◆ Stated exercise 1 ◆
Reproduce word for word the passage of the personnel database article starting with "The Web Services" and going on through "the LTER network.".

◆ Excerpt to read ◆
Mason Kortz (PAL, CCE)
Collaboration in a distributed environment is a cornerstone of the LTER - and of the LTER IMC. This article reviews a collaborative design meeting held in early 2011 to design and develop an updated LTER personnel database.
The LTER Network Office has recently started sponsoring funding for product-oriented working groups – working groups that are focused on the creation of a specific scientific, technical, or organization product. The working groups may be created for the express purpose of creating a product, or they may be formed as a subset of an existing, long-term working group that pursues a general theme across many projects. The LNO funding available to the product-oriented working groups can be used for travel and meeting expenses, providing these groups with an opportunity for face-to-face interaction.
The Web Services Working Group (WSWG) was recently awarded funding for a product-oriented subgroup focused on redesigning the LTER personnel database, and we chose to use our funded meeting time for application design and development. The personnel database represents a continuation of a collaborative model that started with the ProjectDB and Unit Registry projects: applications that are designed and developed by the community, with LNO input, to fulfill a network-level role. The first part of this article describes the meeting process and its outcomes, including both design decisions and applications. The final section reviews the benefits of targeted design and development meetings and considers the role such meetings can play in the LTER network.
The PersonnelDB design and development meeting was held from February 21st to 25th 2011, at the LTER Network Office in Albuquerque, NM. The meeting was attended by six information managers from different sites – Sven Bohm, Gastil Buhl, Corinna Gries, Mason Kortz, Wade Sheldon, and Jonathan Walsh – as well as several members of the Network Office – James Brunt, Mark Servilla, Marshall White, and Yang Xia. The meeting was broken into two segments. The first two days were dedicated to making design decisions; days three through five focused on beginning the development process. All of the participants listed above attended the design portion of the meeting. The development portion was attended by Sven Bohm, Mason Kortz, and Wade Sheldon.
Days 1-2: Design and Discussion
During the first two days of the meeting, participants were tasked with creating an application specification that could later be used as a reference by the development team. The group began by scoping of the new PersonnelDB database, web service, and interfaces. We discussed potential use cases from the site, network, and public perspectives and determined which of these use cases did or did not fall in the purview of the PersonnelDB. Scoping also included the discussion of which personnel would be included in the database, and who would have access to maintain these records.
As decisions were made and the scope narrowed, the group shifted towards a more technical design perspective. Using the use cases we had previously discussed, the group designed a data model that could represent all of the necessary data and relationships in the personnel database. From this data model we designed two implementations: a relational database schema to store personnel data, and an XML schema to exchange data between the web service and its clients.

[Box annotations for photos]

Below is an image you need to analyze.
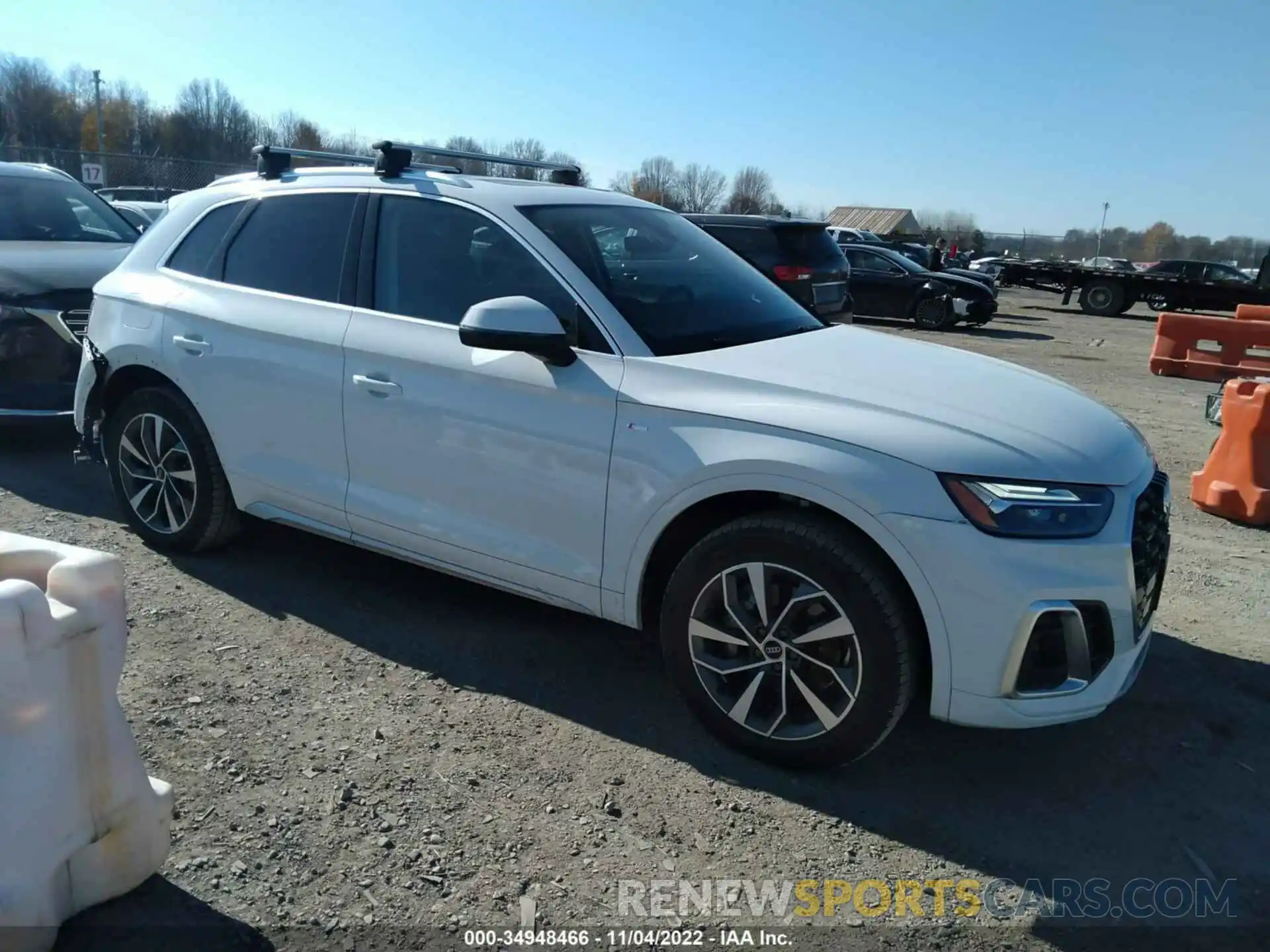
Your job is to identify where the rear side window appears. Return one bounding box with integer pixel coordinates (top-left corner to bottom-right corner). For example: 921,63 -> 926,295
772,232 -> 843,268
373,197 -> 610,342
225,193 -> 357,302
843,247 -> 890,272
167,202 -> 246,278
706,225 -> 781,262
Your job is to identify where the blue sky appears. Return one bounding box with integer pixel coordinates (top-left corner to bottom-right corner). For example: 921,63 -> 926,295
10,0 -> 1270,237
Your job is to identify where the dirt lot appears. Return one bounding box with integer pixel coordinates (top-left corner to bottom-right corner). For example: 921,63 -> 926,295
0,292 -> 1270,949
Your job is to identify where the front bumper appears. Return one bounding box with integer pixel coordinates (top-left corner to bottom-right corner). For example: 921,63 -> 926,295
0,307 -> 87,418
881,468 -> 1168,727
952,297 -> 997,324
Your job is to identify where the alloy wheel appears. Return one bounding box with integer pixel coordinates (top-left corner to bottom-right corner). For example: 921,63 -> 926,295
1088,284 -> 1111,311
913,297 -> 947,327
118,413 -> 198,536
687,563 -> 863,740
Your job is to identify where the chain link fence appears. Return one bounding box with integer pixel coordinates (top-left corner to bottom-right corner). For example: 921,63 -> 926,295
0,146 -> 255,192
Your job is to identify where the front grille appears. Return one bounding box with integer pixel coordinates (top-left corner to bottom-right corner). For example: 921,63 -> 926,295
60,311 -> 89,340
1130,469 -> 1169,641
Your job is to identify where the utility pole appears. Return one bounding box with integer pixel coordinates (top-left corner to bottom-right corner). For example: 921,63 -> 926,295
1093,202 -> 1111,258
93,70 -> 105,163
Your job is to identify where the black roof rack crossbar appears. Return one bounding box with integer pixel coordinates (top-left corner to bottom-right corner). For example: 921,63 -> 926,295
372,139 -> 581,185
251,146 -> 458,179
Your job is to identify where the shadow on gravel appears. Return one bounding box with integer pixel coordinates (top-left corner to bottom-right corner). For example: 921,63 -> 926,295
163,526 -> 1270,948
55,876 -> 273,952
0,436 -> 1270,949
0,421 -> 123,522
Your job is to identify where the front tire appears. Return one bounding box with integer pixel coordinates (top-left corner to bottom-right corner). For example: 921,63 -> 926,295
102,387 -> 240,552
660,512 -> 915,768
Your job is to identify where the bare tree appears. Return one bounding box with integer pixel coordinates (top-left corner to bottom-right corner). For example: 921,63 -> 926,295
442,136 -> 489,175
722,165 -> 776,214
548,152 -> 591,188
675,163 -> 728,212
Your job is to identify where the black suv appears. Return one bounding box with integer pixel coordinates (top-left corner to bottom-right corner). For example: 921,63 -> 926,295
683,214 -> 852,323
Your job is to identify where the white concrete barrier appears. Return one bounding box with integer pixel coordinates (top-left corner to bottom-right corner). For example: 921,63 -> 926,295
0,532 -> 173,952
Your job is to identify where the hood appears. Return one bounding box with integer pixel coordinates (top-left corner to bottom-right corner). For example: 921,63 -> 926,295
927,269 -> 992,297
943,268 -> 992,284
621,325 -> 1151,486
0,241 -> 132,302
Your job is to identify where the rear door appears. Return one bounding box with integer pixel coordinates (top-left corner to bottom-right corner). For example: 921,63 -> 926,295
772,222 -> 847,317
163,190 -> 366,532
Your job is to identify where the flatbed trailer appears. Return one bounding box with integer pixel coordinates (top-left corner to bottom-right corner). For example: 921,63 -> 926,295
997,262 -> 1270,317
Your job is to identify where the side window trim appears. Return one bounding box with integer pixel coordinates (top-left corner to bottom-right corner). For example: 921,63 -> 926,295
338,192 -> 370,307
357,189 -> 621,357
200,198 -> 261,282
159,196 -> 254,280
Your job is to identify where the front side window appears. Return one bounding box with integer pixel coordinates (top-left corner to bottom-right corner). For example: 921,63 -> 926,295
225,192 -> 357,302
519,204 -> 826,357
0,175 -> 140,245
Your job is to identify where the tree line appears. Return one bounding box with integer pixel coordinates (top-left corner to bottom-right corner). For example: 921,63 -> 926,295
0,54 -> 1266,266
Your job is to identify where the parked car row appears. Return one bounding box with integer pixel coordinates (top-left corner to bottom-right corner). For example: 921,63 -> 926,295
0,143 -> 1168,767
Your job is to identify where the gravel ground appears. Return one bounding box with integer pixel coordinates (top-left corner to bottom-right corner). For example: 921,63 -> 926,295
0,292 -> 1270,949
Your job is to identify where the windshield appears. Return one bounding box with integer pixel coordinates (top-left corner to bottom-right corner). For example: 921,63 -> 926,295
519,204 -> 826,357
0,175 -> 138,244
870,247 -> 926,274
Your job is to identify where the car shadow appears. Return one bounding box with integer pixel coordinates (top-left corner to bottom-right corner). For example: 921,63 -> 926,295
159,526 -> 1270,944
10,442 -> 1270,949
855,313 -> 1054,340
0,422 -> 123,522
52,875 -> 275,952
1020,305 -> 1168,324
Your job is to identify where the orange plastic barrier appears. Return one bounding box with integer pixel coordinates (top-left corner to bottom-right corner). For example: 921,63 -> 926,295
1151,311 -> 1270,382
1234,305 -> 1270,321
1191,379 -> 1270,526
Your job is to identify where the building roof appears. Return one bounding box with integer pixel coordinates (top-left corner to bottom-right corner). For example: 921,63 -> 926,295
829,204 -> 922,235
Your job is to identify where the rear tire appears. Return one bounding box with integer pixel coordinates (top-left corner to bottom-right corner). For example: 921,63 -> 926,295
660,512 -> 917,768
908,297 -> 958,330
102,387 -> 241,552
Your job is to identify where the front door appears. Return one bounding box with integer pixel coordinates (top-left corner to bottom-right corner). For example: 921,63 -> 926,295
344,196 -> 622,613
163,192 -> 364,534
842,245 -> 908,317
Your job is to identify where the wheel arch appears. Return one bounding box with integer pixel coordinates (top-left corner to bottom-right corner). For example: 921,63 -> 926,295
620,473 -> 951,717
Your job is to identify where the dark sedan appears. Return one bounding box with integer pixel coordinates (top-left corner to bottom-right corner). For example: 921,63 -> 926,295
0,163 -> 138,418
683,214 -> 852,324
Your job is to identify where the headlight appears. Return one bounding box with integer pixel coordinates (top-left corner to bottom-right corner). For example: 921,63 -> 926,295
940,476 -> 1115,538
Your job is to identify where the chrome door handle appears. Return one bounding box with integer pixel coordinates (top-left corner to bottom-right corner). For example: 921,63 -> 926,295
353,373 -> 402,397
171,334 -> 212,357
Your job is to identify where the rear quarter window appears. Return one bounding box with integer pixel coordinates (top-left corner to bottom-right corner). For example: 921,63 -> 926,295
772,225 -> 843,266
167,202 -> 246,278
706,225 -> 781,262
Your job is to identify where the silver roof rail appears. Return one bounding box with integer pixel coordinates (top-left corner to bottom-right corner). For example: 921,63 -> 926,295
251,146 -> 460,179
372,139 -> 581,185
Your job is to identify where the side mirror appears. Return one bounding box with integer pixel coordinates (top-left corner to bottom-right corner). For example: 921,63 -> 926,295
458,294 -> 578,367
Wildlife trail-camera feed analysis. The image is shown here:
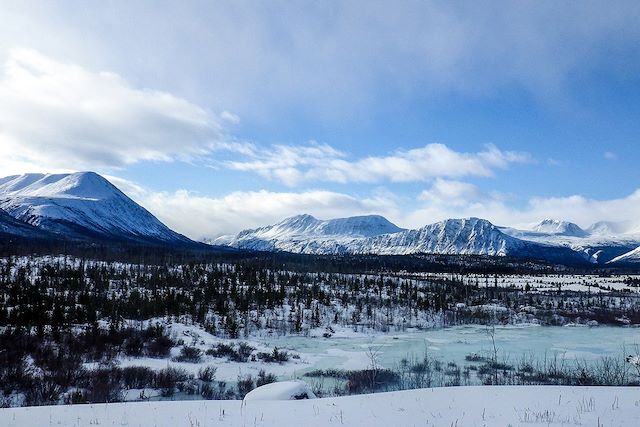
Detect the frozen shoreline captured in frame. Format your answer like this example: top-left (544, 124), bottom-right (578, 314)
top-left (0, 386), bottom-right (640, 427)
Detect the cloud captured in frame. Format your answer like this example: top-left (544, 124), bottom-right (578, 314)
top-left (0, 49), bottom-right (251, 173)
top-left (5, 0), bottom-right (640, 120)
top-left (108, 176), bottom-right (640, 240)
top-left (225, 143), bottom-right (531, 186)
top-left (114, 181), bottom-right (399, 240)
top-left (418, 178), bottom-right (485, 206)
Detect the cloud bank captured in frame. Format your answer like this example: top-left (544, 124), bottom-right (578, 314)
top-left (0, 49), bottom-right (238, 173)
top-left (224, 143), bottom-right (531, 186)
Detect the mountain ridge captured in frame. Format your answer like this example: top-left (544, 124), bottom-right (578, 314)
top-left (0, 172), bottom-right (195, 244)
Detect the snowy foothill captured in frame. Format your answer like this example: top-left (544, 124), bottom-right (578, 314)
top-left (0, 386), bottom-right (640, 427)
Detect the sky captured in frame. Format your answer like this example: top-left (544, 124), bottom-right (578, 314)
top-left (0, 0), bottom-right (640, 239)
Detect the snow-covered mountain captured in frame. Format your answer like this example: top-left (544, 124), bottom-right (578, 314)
* * *
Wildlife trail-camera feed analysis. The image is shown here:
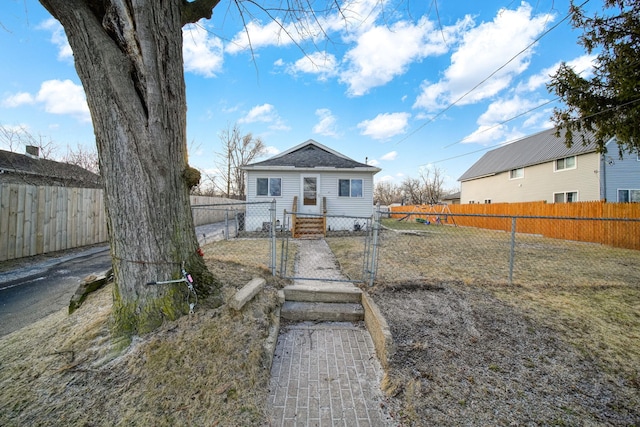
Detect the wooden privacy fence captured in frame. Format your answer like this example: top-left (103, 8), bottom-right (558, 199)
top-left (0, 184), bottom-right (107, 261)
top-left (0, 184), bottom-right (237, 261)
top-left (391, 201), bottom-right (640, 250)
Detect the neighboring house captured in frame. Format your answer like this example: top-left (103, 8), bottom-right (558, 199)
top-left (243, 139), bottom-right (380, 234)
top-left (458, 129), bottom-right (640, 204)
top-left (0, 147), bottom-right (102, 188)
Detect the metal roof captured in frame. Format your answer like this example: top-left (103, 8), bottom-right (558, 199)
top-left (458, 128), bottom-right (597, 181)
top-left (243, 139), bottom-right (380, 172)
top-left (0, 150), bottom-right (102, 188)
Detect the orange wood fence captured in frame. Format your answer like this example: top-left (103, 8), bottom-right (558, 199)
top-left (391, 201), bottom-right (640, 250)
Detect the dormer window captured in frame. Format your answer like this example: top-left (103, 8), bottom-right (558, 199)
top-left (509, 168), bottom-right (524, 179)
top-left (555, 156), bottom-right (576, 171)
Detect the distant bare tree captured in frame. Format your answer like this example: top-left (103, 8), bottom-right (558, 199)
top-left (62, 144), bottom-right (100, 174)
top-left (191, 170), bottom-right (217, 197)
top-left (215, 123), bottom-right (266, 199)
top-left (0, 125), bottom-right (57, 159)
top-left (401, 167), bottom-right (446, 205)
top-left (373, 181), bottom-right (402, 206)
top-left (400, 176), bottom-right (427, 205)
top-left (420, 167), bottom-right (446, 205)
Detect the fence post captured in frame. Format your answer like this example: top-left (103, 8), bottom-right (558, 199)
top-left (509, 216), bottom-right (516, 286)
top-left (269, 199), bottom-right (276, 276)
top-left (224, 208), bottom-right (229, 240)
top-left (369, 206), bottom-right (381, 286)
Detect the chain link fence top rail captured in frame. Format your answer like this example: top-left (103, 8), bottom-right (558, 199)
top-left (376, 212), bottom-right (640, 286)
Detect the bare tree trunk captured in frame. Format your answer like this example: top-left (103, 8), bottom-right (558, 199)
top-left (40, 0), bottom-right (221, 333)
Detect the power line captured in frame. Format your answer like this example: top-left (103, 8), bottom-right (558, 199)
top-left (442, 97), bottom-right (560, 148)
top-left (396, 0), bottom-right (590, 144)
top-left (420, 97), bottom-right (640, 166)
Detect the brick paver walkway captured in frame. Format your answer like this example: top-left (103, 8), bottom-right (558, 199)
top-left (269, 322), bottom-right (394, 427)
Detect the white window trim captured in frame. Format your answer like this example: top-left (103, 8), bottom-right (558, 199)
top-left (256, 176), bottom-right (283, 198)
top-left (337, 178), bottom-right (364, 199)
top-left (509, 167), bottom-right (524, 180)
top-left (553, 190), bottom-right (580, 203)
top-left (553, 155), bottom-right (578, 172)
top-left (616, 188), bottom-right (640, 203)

◆ Stated exercise 2 ◆
Turn only the lines of the listing starting with the line with "Detect the chain" and going on through the line with "top-left (616, 188), bottom-right (640, 203)" into a Markdown table with the columns Row and Text. Number each line in Row, put the line itself in Text, and leave out blank lines.

◆ Complete response 1 ◆
The Web Services Working Group (WSWG) was recently awarded funding for a product-oriented subgroup focused on redesigning the LTER personnel database, and we chose to use our funded meeting time for application design and development. The personnel database represents a continuation of a collaborative model that started with the ProjectDB and Unit Registry projects: applications that are designed and developed by the community, with LNO input, to fulfill a network-level role. The first part of this article describes the meeting process and its outcomes, including both design decisions and applications. The final section reviews the benefits of targeted design and development meetings and considers the role such meetings can play in the LTER network.

◆ Complete response 2 ◆
| Row | Text |
|---|---|
| 1 | Detect the chain link fence top rail captured in frame. Format your answer like this example: top-left (103, 8), bottom-right (558, 199) |
| 2 | top-left (376, 212), bottom-right (640, 286) |
| 3 | Detect the bare tree trunk captured in frame. Format your answer like this example: top-left (103, 8), bottom-right (558, 199) |
| 4 | top-left (40, 0), bottom-right (221, 333) |
| 5 | Detect the power line captured in frame. Format your answer like this example: top-left (103, 8), bottom-right (558, 199) |
| 6 | top-left (442, 97), bottom-right (560, 148) |
| 7 | top-left (396, 0), bottom-right (590, 144) |
| 8 | top-left (420, 97), bottom-right (640, 166) |
| 9 | Detect the brick paver walkway captured in frame. Format your answer like this example: top-left (103, 8), bottom-right (558, 199) |
| 10 | top-left (269, 322), bottom-right (394, 427) |
| 11 | Detect the white window trim captured in frame. Format your answer like this example: top-left (103, 8), bottom-right (558, 199) |
| 12 | top-left (256, 176), bottom-right (283, 198) |
| 13 | top-left (337, 178), bottom-right (364, 199) |
| 14 | top-left (509, 167), bottom-right (524, 180) |
| 15 | top-left (553, 190), bottom-right (580, 203) |
| 16 | top-left (553, 155), bottom-right (578, 172) |
| 17 | top-left (616, 188), bottom-right (640, 203) |